[Required work]: Nothing but the lines from the one containing "of the work" to the end of the data should be returned, each exactly as written.

[Provided records]:
[Start]

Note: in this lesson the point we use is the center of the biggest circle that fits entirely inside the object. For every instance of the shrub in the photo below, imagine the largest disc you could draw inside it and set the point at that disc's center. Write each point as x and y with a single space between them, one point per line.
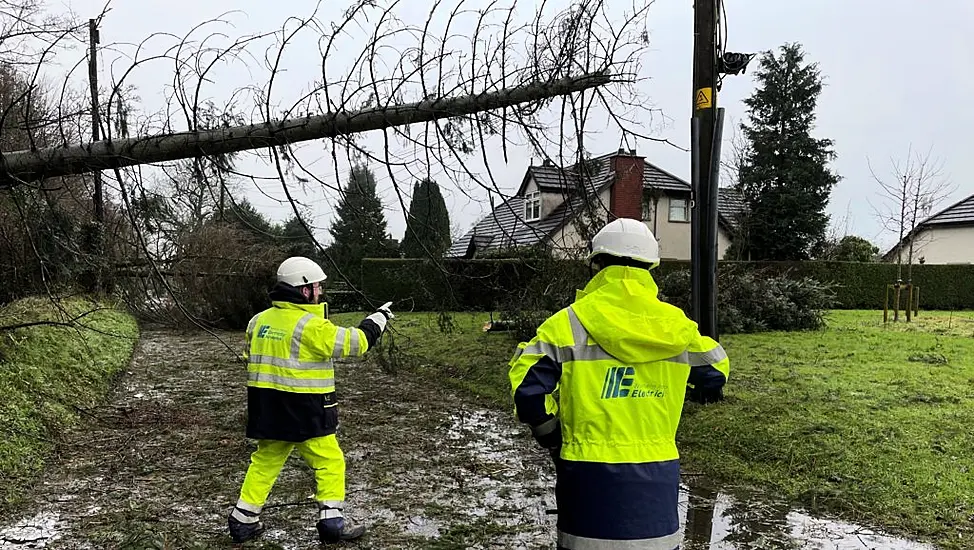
754 300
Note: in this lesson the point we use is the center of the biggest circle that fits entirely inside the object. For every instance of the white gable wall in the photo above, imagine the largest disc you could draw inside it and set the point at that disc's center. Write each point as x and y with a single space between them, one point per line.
942 245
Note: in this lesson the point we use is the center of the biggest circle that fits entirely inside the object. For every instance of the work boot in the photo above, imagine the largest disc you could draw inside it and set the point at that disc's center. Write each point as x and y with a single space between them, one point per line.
334 530
242 532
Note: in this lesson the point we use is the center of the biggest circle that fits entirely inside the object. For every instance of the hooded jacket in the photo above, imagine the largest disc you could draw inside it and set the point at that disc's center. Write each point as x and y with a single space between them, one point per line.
291 352
618 358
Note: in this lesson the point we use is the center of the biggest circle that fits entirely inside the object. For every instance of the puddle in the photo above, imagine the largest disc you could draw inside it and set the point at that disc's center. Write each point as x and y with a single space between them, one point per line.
719 521
422 466
424 527
35 532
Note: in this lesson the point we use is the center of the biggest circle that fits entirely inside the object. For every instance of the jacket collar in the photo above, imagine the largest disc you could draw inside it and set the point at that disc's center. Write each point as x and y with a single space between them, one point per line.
616 274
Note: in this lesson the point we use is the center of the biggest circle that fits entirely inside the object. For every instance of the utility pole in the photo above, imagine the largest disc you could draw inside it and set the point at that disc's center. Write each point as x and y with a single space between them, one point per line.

[End]

[The reply]:
Note: in this lesson the point we use is the center of the biggest circle that fits entirely inside the object. For every instance of the work boot in the photo above, imagine the largest disc you could draw inside it and set the point at that disc's center. Write each point as x and y with a single space between them, one point per line.
334 530
242 532
Note: in this lesson the point we use is the center of the biggest circle that fits entirely inside the object. For every instance of the hooded jacket in the photo above, imagine the largest disc you could draw inside it and set the point at that disc's center. Write each point as x and y with a single space between them, one point per line.
291 352
618 358
Note: in this lesson the point we use is the center of the biggest circle that fits entirely inside the object. For every instance of the puddle in the photo above, imagine the largest disc you could draw inside it and set the point at that disc's center. Write each point as x and y with a single space between them, one point per line.
719 521
422 466
424 527
35 532
Note: in this lesson the point we use is the center of the biggest circle that fits entirely inside the object. For every instance of the jacket collar in the photo above, imagine the largest disc you could draw inside it and set the point at that disc's center. Write each point as x and y with a single space between them, one point per line.
616 274
Note: in this lesson the point we use is the center of the biggest circle that fits entirely inside the object. For every instance of the utility pole in the photo above, imagine the largest disc you could draw inside it and set the point at that disc's center. Write each point as x and y with a single space between them, one point per line.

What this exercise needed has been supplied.